[EXERCICES À RÉALISER]:
**1)** Répondez aux questions suivantes d'après la critique du film.
(a) Quelle classe Germain a-t-il au lycée ?
(b) Par quels mots la rédaction de Claude se termine-t-elle ?
(c) Que tient la femme de Germain ?
**2)** Recopiez, s'il vous plaît, le passage de la critique du film situé entre « Fabrice Luchini Germain » et « proviseur du Lycée. », ces deux bornes comprises.
**3)** Poursuivez la critique du film après sa dernière phrase.

[EXTRAIT DE PAGE]:
•••••

Fabrice Luchini Germain ; Ernst Umhauer : Claude ; Kristin Scott-Thomas : la femme de Germain ; Emmanuelle Seigner : la femme des « Rapha » ; JF Balmer : le proviseur du Lycée.
Germain est prof de lettres dans un Lycée. Il a une classe de seconde C particulièrement nulle en français : ils font encore des rédactions comme au collège, avec le type de sujet qu’on donne aux élèves de 6 eme 5 eme : Qu’avez-vous fait ce week-end ? Faites le portrait de votre meilleur ami…
Et les résultats sont très faibles. Seul un nouvel élève, Claude, réussit à écrire une vraie rédaction : il est allé chez son ami Raphaël ( Rapha) pour l’aider à faire des maths. Il décrit la famille « Rapha » de façon ironique, y compris son « ami » pour qui il n’a guère d’estime, en soulignant leurs faits et gestes banals de « famille de classe moyenne ». La rédac s’achève par « A suivre ».
Le texte est assez drôle, quoique méchant. On se souvient d’en avoir écrit de semblables, ado, mais aucun adulte ne les lisait !
Le prof est enchanté d’avoir un élève qui sait écrire. Il y attache une importance démesurée, au point de vouloir aider Claude à écrire davantage, et voir en lui un romancier en herbe. Il lui donne des cours particuliers gratuits, discute avec lui du « feuilleton » sur les Rapha, qui semble le passionner, et le donne à lire à sa femme, réticente, mais amusée au début.
On voit tout de suite que Germain a de gros problèmes. Il se passionne pour la littérature, mais n’a personne avec qui échanger sur ce sujet. Pas de collègues intéressés, pas d’amis lui ressemblant, il ne collabore pas à des revues, et n’écrit pas lui-même (il n’y réussit pas). Il ne s’entend pas très bien avec sa femme, qui tient une galerie d’art et n’arrive pas à y exposer autre chose que de ridicules caricatures d’œuvres.

•••••

[DONNÉES FOURNIES]:
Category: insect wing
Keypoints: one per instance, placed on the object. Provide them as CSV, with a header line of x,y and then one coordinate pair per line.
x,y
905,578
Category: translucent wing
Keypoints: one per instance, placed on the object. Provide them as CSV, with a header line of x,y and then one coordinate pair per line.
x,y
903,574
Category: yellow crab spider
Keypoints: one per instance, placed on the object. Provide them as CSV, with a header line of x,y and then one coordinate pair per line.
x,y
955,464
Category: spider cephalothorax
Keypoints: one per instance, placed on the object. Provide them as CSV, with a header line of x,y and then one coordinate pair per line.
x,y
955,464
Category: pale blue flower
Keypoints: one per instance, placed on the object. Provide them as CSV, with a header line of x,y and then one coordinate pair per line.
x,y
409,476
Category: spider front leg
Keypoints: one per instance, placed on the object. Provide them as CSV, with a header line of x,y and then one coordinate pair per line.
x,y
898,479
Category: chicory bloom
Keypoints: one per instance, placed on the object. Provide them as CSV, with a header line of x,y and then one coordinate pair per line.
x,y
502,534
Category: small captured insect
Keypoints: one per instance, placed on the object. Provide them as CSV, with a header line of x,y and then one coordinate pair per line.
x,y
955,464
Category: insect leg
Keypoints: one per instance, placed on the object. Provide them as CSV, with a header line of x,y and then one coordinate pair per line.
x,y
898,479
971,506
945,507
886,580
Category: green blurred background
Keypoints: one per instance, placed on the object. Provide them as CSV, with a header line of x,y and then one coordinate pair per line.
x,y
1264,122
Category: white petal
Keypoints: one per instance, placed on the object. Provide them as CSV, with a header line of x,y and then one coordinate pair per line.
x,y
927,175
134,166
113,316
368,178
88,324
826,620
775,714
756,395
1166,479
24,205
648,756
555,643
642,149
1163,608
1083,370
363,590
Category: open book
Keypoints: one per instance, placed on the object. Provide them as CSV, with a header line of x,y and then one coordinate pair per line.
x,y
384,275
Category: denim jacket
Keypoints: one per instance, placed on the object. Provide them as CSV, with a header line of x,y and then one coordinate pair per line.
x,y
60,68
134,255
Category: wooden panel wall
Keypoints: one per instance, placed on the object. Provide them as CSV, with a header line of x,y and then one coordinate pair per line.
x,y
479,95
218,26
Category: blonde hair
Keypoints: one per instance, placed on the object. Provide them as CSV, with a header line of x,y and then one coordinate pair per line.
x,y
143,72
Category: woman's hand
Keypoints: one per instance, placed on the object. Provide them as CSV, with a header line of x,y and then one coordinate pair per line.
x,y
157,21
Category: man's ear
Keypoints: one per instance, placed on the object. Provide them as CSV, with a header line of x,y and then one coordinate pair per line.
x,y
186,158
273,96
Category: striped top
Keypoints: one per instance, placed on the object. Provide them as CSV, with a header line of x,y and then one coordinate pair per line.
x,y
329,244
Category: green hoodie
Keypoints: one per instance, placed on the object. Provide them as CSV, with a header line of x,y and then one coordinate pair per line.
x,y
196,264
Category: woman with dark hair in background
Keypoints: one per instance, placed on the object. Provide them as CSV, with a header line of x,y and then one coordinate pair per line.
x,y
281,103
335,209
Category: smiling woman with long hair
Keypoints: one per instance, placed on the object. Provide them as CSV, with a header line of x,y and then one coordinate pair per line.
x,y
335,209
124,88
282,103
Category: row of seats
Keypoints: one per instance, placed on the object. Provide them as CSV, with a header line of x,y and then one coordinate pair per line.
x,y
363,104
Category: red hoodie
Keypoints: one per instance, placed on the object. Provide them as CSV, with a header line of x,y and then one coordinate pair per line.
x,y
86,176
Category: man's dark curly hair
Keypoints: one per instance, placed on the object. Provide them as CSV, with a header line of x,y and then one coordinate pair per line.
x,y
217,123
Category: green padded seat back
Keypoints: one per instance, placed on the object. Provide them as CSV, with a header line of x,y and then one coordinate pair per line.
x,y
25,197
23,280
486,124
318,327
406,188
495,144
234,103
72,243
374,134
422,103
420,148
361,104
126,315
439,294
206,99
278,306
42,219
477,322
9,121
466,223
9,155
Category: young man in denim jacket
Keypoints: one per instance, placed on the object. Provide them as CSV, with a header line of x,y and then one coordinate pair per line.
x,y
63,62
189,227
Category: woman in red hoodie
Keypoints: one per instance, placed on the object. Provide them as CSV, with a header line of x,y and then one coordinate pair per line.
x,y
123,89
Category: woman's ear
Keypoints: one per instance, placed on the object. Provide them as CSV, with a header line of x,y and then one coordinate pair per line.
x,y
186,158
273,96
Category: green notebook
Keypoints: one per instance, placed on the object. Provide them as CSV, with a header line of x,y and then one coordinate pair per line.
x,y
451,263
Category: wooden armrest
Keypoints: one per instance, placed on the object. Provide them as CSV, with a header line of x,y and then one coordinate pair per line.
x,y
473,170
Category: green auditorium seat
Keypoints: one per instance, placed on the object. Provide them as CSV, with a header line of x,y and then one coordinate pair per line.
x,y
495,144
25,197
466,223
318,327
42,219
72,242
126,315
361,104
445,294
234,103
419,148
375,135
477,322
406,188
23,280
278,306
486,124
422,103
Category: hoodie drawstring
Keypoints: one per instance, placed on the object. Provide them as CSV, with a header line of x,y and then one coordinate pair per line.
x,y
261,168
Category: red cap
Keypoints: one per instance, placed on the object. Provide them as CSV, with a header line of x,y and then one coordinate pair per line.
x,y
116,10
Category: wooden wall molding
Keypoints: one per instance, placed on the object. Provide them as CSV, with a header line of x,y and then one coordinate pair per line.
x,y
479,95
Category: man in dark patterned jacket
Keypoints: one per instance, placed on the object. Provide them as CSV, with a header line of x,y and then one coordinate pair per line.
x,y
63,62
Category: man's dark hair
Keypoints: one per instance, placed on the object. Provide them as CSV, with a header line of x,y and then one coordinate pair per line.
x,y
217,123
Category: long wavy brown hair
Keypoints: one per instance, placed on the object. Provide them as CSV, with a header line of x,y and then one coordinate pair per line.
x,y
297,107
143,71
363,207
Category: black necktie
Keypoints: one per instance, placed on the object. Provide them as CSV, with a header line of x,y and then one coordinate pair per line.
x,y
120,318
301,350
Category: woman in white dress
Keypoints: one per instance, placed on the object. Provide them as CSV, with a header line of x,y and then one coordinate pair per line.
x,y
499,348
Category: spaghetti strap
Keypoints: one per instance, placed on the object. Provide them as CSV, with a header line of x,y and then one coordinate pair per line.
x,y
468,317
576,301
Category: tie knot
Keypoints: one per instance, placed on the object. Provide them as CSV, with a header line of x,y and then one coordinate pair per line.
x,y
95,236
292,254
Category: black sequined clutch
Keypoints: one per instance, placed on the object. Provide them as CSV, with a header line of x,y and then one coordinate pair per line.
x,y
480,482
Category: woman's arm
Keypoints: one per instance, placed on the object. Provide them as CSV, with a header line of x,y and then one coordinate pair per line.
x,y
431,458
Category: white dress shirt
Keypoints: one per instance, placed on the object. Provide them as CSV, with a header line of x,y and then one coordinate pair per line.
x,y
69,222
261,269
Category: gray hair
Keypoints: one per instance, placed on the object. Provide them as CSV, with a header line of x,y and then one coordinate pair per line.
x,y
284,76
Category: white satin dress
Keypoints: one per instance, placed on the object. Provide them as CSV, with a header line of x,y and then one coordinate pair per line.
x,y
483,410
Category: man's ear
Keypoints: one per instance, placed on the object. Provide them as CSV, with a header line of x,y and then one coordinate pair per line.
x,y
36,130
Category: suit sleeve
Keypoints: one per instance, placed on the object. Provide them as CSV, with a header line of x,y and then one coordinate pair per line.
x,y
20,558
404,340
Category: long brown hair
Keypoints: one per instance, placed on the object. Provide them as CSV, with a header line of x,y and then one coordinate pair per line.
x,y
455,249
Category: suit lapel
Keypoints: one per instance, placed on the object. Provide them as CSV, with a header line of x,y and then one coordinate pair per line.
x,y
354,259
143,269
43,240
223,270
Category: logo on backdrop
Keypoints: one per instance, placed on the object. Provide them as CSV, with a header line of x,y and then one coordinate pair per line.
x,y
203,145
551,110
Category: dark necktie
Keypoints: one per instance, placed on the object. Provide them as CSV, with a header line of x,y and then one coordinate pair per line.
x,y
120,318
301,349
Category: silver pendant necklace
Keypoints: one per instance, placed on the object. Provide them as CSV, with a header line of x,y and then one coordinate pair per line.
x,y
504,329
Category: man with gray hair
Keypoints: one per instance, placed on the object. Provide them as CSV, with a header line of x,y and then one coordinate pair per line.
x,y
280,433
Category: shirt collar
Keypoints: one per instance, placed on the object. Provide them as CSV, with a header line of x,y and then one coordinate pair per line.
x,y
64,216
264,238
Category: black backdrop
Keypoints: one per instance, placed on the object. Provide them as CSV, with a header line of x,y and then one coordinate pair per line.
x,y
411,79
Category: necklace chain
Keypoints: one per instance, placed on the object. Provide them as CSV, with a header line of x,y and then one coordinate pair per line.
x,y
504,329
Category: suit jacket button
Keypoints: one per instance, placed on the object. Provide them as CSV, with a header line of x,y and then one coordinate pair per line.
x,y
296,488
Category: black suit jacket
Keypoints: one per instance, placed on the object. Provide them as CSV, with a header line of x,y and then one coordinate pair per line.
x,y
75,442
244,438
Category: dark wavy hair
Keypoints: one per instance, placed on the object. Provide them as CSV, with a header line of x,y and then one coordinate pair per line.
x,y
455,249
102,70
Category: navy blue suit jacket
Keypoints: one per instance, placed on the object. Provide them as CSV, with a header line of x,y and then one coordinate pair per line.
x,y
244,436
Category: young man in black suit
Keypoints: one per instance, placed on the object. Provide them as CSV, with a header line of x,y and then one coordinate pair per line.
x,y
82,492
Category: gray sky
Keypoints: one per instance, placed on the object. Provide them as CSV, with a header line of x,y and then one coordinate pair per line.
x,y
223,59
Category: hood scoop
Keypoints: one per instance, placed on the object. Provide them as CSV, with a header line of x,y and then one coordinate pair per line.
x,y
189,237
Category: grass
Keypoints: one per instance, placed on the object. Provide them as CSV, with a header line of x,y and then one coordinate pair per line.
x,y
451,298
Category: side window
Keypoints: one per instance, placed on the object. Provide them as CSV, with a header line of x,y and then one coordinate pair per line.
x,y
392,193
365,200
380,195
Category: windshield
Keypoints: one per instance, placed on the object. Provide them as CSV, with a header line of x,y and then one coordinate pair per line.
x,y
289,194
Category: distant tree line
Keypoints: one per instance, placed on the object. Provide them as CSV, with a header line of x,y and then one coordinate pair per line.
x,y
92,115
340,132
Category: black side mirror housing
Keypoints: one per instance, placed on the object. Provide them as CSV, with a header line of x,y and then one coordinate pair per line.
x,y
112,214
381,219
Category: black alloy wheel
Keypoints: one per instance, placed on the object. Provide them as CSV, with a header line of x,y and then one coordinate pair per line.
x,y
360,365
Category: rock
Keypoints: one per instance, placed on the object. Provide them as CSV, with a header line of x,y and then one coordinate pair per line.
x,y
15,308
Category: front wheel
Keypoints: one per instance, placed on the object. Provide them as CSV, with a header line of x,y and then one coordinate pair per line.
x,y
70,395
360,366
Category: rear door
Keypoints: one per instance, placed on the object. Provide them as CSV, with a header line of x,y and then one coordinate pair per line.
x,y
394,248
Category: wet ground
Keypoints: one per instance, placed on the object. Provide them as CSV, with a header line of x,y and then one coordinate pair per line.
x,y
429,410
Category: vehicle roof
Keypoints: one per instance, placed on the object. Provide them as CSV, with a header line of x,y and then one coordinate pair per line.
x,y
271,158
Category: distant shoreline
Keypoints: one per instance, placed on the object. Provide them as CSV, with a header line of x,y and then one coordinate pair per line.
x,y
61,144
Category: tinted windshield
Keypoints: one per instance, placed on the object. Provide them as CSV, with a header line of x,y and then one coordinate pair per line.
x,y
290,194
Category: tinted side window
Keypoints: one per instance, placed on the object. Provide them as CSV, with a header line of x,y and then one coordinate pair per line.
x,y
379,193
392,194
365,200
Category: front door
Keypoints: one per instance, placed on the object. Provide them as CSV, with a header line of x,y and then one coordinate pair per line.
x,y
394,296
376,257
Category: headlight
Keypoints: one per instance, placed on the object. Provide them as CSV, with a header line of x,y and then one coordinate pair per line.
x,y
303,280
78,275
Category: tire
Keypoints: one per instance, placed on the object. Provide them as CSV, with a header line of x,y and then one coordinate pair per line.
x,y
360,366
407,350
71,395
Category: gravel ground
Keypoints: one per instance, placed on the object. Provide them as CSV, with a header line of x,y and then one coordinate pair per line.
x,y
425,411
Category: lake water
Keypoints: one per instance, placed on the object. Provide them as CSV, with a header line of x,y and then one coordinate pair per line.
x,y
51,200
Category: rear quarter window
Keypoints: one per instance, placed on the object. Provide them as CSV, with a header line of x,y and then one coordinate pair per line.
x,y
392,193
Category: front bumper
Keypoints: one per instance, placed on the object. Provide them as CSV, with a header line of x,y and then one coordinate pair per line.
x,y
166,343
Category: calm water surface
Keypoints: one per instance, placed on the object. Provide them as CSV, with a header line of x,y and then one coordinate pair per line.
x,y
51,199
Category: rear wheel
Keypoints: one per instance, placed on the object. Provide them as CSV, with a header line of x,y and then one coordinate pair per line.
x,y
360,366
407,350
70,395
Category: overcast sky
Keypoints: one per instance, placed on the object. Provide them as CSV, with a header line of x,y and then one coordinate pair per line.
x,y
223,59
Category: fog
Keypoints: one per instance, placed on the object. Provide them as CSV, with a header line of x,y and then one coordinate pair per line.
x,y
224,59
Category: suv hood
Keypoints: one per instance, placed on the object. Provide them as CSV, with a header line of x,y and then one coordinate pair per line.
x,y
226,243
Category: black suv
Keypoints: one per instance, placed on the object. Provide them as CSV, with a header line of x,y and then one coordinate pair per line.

•••••

[RÉPONSES SUCCESSIVES]:
**1)**
(a) Une classe de seconde C.
(b) « A suivre ».
(c) Une galerie d'art.

**2)**
Fabrice Luchini Germain ; Ernst Umhauer : Claude ; Kristin Scott-Thomas : la femme de Germain ; Emmanuelle Seigner : la femme des « Rapha » ; JF Balmer : le proviseur du Lycée.

**3)**
Isolé, et bizarrement naïf, Germain idéalise son élève, et ne vit plus que pour ce feuilleton, alors même que le spectateur commence à s’ennuyer un peu de ce récit, après tout bien conventionnel...Claude, voyant qu’il a du pouvoir sur l’adulte, en profite : il réussit à faire du tort à Germain ; il monte Rapha ( son camarade pas très malin) contre le prof qu’il déteste. Il vérifie son pouvoir : inclut Germain et sa femme dans son roman, avec des propos peu flatteurs (Germain adore se faire insulter par Claude sous prétexte de fiction, et sa femme commence à tiquer), annonce dans son feuilleton une catastrophe, le prof y croit et panique !
Du coup, l’attention du spectateur est relancée. Jusqu’où ira Claude ? Qu’y-a-t-il de vrai dans ce qu’il raconte ? Pas grand-chose, soupçonne-t-on ! Il n’a sûrement pas séduit la femme Rapha, encore moins l’autre femme, qui pourtant le laisse croire à Germain, pour se venger de lui. Tout ce qui relève de la séduction d’une personne dans le récit du jeune garçon, je n’y crois pas… on a comparé ce film à Théorème… mais même Théorème, je n’y croyais pas, cela me faisait l’effet d’une énorme farce.
A partir d’un certain moment, on ne sait plus ce qui relève de la fiction relatée par Claude, et ce qui doit être considéré comme la vérité ( heu… la vérité de la fiction). Qu’on puisse mélanger les deux est une constante de ce procédé qui consiste à raconter une histoire dans l’histoire.
A la fin, Germain, suspendu de son poste, et quitté par sa femme, s’est plus ou moins clochardisé. On le retrouve sur un banc du parc à observer les maisons d’en face. Son ex-élève le rejoint sur le banc. Tous deux fantasment à propos de deux femmes qui se disputent sur un balcon. Puis la nuit vient et les immeubles d’en face sont illuminées devant les deux spectateurs. L’allusion à Fenêtre sur cour me paraît explicite.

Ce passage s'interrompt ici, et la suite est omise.